> [Stored items from a collection]
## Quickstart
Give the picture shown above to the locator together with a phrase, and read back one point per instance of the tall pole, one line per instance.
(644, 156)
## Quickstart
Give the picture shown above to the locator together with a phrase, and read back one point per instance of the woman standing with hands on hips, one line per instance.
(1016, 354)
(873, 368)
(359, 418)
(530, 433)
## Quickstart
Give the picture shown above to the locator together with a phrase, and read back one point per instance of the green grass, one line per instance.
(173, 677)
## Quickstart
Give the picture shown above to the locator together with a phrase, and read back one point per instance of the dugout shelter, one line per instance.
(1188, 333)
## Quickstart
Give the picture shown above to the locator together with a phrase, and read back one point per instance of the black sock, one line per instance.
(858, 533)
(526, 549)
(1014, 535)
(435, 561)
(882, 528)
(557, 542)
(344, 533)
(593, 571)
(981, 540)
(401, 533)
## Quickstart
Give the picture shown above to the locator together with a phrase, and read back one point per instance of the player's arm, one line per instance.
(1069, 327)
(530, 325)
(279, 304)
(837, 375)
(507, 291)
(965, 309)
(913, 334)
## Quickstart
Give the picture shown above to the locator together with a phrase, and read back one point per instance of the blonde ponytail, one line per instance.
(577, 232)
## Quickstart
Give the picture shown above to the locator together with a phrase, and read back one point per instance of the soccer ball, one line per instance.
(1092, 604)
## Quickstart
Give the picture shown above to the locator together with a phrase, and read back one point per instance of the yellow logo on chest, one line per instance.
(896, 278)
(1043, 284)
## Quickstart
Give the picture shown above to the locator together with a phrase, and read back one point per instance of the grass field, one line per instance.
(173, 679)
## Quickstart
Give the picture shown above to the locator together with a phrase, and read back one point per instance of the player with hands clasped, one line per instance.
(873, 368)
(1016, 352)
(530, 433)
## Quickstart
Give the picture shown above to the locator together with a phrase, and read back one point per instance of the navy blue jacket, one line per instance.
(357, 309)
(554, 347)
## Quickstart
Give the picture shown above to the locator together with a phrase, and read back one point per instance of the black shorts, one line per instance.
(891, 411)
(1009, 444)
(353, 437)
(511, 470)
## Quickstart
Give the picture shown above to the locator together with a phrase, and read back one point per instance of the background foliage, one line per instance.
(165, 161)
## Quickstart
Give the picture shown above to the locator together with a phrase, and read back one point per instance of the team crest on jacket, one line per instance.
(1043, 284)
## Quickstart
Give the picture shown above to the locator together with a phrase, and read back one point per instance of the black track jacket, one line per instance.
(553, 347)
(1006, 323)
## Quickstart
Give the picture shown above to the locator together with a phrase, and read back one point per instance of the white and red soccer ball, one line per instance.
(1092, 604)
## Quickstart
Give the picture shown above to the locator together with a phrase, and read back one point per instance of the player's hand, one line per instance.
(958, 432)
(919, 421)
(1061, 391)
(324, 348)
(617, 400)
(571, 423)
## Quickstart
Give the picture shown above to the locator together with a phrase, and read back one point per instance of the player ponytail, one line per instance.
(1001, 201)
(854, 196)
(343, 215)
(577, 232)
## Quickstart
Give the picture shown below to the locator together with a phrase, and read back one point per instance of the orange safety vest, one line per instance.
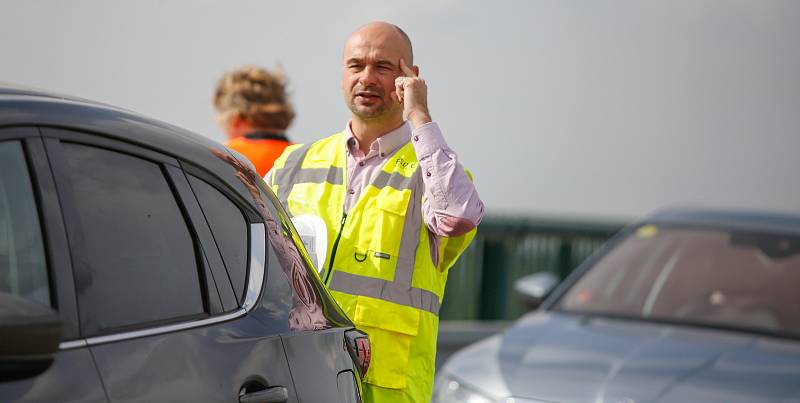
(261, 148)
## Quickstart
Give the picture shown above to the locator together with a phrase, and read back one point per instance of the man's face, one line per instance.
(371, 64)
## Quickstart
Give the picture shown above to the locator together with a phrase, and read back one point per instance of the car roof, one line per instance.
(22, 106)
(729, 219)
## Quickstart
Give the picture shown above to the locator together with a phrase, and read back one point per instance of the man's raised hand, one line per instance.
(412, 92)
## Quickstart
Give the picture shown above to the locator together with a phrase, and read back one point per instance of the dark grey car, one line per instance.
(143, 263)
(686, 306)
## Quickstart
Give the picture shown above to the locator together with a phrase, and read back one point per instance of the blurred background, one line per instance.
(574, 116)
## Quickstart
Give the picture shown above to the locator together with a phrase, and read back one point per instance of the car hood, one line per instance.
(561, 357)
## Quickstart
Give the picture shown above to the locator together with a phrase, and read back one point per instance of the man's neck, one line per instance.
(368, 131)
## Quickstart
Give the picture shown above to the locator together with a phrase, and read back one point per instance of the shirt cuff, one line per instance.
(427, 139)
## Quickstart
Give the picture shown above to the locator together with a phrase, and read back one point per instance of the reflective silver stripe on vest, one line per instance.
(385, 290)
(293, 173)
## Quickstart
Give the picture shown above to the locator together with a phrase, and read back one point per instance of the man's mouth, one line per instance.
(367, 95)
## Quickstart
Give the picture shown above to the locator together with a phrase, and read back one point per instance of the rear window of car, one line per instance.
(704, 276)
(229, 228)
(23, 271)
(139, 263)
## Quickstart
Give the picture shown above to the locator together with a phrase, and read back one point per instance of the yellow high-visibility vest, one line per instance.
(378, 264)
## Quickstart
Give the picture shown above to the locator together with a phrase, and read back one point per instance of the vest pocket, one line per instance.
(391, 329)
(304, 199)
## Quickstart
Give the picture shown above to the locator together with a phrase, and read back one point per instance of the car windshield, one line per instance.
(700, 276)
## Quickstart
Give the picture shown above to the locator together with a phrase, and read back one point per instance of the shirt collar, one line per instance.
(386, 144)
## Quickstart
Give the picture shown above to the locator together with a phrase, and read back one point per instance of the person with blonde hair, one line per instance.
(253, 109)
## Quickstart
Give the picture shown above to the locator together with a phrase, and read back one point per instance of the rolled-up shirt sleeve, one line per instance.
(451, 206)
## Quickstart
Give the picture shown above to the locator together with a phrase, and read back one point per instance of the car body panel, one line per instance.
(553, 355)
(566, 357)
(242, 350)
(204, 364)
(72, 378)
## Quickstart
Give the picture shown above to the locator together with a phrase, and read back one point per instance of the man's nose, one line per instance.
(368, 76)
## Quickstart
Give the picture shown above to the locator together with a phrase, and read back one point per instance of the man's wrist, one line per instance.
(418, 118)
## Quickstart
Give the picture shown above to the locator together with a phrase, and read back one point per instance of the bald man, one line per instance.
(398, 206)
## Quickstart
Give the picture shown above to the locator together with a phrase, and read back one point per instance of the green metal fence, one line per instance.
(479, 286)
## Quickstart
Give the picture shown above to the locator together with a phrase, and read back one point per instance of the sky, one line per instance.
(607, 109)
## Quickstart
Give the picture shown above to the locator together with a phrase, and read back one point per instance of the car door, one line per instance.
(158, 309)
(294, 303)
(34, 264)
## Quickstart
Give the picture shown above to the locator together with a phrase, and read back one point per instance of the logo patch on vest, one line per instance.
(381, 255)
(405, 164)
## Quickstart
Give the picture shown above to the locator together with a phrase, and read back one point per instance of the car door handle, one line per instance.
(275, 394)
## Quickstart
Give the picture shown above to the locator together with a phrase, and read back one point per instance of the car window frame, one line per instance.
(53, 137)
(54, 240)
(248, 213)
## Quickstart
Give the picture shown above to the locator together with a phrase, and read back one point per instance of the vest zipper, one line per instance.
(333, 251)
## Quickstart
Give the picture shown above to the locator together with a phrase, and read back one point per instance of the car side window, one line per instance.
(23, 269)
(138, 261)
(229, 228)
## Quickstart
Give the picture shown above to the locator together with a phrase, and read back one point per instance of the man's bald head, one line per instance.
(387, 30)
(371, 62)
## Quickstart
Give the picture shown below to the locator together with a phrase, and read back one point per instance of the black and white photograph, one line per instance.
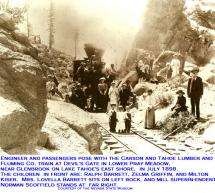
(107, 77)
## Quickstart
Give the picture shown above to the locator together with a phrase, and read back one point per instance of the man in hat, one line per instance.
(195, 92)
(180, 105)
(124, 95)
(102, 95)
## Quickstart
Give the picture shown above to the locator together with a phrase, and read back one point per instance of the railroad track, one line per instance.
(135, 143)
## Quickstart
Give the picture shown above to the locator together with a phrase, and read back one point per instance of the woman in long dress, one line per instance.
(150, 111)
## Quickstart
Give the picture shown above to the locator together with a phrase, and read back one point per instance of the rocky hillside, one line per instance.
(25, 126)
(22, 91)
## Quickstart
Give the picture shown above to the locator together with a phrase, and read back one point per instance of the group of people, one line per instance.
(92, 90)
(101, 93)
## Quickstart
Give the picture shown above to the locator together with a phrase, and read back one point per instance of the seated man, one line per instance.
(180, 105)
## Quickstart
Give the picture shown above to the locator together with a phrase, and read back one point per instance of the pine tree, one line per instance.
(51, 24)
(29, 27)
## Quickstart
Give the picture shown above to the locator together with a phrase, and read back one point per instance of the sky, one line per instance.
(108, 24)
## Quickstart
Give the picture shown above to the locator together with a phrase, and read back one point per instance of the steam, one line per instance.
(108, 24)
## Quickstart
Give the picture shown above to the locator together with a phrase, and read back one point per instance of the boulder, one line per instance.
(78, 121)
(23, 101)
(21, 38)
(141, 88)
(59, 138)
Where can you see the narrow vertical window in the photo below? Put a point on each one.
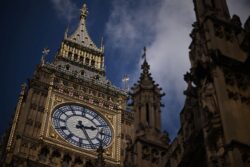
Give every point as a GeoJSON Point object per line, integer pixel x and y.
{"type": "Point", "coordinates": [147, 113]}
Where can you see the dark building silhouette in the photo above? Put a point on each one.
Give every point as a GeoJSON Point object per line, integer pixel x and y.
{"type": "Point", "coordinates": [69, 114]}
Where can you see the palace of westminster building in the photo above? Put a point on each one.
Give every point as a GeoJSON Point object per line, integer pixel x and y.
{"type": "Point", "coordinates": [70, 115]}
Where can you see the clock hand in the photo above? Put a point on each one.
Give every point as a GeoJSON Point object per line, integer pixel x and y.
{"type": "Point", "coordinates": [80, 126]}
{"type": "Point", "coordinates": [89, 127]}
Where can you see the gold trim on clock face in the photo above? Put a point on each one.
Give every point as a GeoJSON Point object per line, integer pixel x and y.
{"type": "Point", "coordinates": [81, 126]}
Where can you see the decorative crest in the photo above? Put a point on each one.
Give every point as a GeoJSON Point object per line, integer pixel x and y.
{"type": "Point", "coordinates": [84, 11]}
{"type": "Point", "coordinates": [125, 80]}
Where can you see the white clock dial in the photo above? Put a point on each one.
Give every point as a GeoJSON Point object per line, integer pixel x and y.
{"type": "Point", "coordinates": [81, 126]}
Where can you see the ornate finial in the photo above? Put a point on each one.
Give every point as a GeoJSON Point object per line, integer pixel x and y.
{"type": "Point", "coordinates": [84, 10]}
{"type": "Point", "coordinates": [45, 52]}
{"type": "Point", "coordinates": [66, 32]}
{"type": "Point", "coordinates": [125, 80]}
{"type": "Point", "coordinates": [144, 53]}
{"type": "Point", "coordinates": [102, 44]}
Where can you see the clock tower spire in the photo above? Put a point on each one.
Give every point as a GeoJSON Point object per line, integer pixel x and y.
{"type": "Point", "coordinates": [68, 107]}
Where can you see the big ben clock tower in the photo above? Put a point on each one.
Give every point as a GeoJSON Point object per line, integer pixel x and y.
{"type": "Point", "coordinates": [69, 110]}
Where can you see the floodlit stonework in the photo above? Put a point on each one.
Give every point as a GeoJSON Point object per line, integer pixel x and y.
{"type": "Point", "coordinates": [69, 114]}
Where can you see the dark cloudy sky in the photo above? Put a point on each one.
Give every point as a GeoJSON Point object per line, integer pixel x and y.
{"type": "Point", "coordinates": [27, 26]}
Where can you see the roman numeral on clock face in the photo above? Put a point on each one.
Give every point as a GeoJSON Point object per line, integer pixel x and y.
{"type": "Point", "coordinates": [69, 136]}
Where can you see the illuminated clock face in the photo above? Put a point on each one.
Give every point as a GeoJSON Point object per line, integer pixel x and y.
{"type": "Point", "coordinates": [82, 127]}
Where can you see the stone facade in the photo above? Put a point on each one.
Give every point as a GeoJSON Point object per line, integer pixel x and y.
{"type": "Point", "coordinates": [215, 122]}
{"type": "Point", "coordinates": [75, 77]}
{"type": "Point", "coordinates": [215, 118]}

* * *

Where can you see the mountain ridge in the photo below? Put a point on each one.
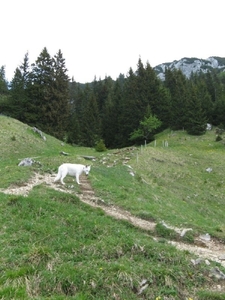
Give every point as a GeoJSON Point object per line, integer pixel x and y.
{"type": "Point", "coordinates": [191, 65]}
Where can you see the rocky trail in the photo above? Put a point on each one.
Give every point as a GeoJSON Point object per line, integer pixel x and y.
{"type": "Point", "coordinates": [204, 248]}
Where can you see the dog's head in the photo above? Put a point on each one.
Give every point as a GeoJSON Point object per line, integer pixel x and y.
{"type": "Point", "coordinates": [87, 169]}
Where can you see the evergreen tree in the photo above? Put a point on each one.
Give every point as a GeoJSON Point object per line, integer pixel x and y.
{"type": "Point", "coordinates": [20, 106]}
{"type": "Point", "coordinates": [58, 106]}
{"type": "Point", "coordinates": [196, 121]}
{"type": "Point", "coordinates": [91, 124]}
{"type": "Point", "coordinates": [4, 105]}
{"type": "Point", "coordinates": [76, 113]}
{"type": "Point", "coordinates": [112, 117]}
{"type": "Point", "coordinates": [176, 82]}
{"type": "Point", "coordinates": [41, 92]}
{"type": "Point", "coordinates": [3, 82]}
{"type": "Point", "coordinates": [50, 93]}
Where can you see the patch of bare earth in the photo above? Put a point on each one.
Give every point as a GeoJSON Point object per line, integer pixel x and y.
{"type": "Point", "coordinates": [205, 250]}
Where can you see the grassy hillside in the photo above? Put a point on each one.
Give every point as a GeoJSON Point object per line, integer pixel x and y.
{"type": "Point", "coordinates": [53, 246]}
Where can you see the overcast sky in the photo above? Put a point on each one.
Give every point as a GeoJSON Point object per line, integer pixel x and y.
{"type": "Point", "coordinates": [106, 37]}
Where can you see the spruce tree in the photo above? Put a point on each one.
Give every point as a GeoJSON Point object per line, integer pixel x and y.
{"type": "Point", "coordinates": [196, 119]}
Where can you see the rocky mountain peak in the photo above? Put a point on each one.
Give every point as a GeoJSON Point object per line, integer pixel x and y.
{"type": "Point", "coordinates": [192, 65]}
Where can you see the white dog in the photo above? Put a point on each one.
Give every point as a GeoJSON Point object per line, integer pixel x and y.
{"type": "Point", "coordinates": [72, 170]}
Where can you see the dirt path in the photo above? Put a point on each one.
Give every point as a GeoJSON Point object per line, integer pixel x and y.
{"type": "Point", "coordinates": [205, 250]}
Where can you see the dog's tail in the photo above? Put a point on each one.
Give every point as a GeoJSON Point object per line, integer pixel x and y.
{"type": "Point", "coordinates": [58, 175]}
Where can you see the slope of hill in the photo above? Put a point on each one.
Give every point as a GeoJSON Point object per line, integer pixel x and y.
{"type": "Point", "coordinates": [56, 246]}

> [PROBLEM DETAILS]
Please go through the entries and show every line with the word "building".

> [RESULT OF THIS TASK]
Where can you see the dark building silhouette in the photo above? Put a point on each one.
Where can you see the palace of westminster building in the photo above? Put a point on each one.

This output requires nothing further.